[Action item]
Please output the line that contains "of the umbrella" and all later lines of the material, exactly, through the end.

++++ Materials provided ++++

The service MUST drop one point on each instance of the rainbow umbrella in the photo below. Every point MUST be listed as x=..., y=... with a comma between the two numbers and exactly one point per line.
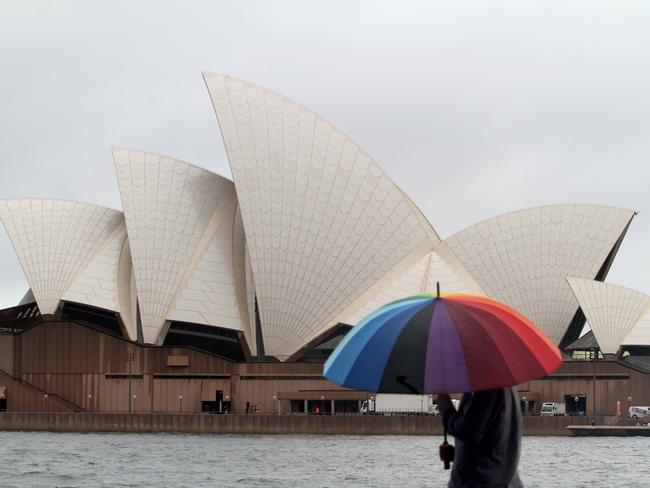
x=441, y=344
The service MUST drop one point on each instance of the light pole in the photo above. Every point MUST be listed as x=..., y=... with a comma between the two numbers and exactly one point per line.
x=593, y=401
x=129, y=360
x=629, y=405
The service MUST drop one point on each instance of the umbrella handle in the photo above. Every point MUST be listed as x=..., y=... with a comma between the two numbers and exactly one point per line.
x=446, y=450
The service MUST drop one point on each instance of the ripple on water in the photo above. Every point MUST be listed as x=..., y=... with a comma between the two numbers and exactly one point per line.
x=45, y=459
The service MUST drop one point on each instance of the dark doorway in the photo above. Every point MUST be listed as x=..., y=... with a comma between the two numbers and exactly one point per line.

++++

[Solution to this task]
The service MUST drop one point on each instance of the umbrella handle in the photo above. Every point MUST be listed as x=..., y=... with a comma between the two numbers and exactly one point per line.
x=446, y=450
The service MUST drop one point on each instance of the ripple on water in the photo above. Every point MUST be listed as x=..., y=... with a comma between the two numbers and exactly one point per line.
x=45, y=459
The service MUST drop one point on each instance of the dark doorway in the photo above. Every point MUST be listed as x=..., y=... with a comma between the two numbers and exactly one point per line.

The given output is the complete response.